* **Given instruction**: Pick out every line of the records that contains the string "column", and copy each one. Case counts.

* **Raw data**:
+---+
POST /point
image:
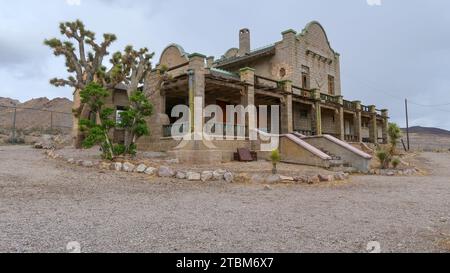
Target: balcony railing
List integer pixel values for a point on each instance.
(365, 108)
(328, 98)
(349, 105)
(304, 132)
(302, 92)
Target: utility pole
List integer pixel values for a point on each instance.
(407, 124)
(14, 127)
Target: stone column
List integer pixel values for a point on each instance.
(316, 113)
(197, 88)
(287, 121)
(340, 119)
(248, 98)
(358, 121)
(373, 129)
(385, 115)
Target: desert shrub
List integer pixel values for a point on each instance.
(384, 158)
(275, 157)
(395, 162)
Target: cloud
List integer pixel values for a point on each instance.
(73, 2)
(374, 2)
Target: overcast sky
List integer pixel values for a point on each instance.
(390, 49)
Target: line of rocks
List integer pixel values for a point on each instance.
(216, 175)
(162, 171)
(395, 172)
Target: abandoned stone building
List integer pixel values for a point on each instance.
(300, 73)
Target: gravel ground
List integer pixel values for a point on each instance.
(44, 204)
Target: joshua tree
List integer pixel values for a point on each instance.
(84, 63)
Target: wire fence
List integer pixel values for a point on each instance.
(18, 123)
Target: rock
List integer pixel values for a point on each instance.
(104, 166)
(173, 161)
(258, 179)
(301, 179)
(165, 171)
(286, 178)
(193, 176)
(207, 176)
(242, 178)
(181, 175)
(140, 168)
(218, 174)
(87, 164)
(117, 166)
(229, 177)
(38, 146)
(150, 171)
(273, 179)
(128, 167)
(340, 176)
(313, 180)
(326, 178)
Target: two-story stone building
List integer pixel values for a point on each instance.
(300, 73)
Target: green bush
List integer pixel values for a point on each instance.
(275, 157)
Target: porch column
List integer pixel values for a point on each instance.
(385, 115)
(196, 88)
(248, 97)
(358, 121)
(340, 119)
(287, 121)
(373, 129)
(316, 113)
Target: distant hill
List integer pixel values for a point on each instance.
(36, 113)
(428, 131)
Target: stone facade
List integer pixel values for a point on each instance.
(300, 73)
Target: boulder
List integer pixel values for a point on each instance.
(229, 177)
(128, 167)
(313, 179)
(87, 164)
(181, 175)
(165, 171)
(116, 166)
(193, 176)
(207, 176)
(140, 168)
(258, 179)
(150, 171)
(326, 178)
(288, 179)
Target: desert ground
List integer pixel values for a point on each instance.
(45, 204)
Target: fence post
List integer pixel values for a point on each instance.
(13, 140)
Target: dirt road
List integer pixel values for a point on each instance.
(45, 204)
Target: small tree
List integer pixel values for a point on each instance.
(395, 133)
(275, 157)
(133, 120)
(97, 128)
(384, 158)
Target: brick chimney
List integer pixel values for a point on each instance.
+---+
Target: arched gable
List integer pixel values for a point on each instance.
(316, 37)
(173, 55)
+---+
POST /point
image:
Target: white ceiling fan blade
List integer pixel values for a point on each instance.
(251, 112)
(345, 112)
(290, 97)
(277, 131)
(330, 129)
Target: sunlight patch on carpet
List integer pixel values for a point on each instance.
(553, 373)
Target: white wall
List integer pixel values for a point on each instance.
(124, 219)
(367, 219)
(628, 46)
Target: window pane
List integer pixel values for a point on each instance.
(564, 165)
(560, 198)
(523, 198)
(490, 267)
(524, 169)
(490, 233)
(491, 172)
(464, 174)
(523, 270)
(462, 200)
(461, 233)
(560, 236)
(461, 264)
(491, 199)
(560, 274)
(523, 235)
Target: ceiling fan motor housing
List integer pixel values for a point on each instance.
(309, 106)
+---+
* **In response**:
Target: stone column
Target: porch column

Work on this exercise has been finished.